» **EXERCISE**: Extract each line of the entries below that contains the word "black".

» **MATERIAL SHOWN**:
* * * *
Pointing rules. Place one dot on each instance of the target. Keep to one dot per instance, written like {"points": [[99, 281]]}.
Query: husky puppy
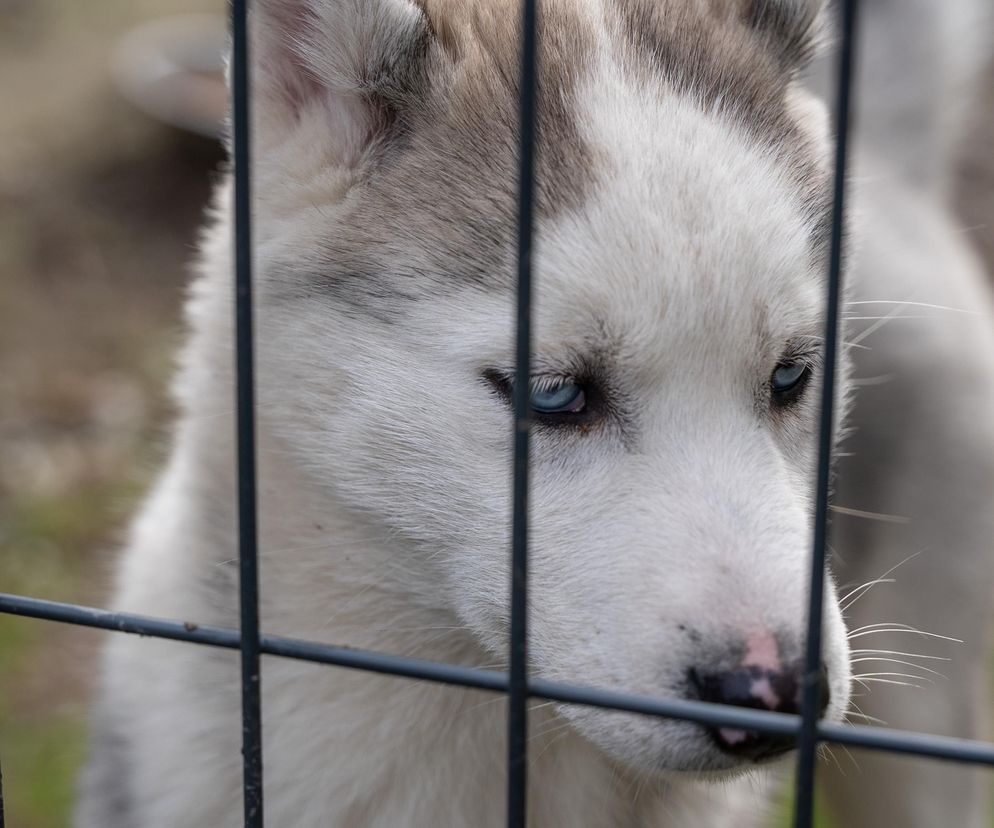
{"points": [[683, 201]]}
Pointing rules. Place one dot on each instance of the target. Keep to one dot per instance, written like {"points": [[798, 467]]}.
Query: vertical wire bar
{"points": [[245, 403], [517, 715], [811, 687]]}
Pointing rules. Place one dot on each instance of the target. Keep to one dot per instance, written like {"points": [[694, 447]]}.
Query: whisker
{"points": [[883, 579], [898, 652], [914, 304], [898, 661], [863, 680], [910, 631]]}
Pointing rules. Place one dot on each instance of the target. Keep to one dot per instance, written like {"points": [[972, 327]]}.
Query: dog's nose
{"points": [[762, 689]]}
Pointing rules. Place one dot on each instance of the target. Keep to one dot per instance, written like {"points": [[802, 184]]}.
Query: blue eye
{"points": [[566, 398], [789, 376]]}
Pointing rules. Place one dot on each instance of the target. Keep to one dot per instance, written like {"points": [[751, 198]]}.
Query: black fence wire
{"points": [[807, 727]]}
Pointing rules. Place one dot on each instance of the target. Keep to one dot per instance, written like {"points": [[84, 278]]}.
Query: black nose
{"points": [[761, 689]]}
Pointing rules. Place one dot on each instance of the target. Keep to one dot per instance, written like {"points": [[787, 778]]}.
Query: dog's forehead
{"points": [[626, 95]]}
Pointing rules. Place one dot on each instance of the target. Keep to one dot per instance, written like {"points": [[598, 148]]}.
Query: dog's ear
{"points": [[794, 28], [350, 65]]}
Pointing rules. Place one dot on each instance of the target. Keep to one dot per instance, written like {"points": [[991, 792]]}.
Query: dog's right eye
{"points": [[565, 398], [555, 401]]}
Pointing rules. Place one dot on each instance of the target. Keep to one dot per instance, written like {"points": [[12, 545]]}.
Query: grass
{"points": [[98, 214]]}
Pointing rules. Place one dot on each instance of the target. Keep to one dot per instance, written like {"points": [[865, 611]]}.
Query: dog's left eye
{"points": [[788, 381]]}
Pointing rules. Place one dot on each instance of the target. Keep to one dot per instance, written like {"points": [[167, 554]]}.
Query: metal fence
{"points": [[516, 683]]}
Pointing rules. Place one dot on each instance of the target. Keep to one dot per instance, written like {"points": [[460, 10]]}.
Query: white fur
{"points": [[385, 492]]}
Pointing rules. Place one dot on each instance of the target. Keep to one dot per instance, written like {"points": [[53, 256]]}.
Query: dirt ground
{"points": [[99, 207]]}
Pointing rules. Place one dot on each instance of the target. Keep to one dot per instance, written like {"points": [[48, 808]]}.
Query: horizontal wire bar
{"points": [[716, 715]]}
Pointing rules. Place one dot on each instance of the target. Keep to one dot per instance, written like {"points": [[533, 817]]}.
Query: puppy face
{"points": [[678, 312]]}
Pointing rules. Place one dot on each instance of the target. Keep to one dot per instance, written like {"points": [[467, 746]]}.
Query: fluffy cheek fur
{"points": [[646, 562]]}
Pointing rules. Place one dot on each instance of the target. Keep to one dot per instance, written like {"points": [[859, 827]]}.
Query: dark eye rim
{"points": [[784, 397], [591, 412]]}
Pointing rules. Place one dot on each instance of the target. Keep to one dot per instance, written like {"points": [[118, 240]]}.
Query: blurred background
{"points": [[106, 162], [99, 208]]}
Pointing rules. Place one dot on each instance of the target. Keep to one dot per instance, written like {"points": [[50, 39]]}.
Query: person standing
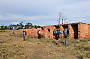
{"points": [[39, 34], [66, 34], [24, 35]]}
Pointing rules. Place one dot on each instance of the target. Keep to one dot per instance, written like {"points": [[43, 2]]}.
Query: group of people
{"points": [[56, 33]]}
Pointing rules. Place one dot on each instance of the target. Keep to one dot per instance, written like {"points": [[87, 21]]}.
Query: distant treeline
{"points": [[19, 26]]}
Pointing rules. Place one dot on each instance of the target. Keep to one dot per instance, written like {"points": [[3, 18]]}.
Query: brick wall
{"points": [[83, 31]]}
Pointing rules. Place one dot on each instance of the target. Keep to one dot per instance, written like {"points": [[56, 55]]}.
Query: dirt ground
{"points": [[12, 46]]}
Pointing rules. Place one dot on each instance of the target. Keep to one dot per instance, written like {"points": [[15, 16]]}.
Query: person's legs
{"points": [[24, 38], [65, 41]]}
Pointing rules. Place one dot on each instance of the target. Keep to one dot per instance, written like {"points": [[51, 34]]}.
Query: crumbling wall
{"points": [[71, 32], [83, 31]]}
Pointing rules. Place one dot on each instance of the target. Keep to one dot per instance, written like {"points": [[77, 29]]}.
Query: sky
{"points": [[43, 12]]}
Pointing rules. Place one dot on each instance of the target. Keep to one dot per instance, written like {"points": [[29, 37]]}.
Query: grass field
{"points": [[12, 46]]}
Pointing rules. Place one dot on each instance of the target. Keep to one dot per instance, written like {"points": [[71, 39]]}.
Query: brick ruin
{"points": [[76, 30]]}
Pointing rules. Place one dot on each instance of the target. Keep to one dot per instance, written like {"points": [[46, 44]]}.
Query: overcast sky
{"points": [[43, 12]]}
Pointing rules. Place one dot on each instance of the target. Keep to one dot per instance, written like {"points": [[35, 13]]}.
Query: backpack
{"points": [[66, 32]]}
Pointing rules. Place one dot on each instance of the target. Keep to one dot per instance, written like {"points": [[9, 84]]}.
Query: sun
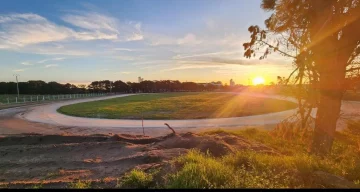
{"points": [[258, 81]]}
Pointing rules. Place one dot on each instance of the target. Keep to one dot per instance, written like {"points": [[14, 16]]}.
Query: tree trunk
{"points": [[331, 87], [325, 123]]}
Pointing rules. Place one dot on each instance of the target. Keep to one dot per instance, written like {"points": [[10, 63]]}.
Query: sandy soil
{"points": [[54, 161]]}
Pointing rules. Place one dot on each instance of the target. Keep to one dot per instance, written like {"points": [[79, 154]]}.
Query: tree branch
{"points": [[271, 46]]}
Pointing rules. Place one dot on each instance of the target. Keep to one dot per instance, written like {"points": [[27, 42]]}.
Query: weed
{"points": [[136, 179], [80, 185]]}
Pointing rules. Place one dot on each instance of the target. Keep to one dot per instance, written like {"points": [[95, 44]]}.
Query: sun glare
{"points": [[258, 81]]}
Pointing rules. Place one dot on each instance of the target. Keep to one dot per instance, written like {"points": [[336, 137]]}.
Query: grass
{"points": [[80, 185], [294, 168], [250, 169], [177, 106], [136, 179]]}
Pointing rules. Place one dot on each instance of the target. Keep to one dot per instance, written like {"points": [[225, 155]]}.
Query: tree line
{"points": [[106, 86]]}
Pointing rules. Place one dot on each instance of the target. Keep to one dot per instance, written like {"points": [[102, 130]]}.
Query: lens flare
{"points": [[258, 81]]}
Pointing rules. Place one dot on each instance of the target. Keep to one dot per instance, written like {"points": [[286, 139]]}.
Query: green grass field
{"points": [[177, 106]]}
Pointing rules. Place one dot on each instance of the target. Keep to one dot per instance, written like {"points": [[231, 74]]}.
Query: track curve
{"points": [[48, 114]]}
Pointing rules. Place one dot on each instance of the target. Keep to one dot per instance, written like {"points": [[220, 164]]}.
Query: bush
{"points": [[136, 179], [80, 185]]}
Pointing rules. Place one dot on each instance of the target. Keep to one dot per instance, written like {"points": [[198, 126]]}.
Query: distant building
{"points": [[232, 83], [217, 84]]}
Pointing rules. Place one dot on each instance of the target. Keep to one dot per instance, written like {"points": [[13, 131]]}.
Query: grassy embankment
{"points": [[177, 106], [294, 168]]}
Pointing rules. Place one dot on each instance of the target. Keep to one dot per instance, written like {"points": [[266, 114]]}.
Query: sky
{"points": [[82, 41]]}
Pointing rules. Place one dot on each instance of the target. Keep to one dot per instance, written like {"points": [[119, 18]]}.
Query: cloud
{"points": [[52, 59], [26, 63], [18, 30], [21, 29], [18, 70], [97, 26], [191, 66], [205, 54], [123, 72], [51, 65], [188, 39], [210, 24], [122, 49]]}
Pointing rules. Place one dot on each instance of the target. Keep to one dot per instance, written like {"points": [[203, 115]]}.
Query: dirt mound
{"points": [[216, 144], [57, 160]]}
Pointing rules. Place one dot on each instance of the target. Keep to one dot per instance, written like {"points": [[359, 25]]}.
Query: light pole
{"points": [[17, 83], [110, 87]]}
* * * *
» **OUTPUT FOR THIS EXERCISE**:
Query: black fence wire
Query: black nose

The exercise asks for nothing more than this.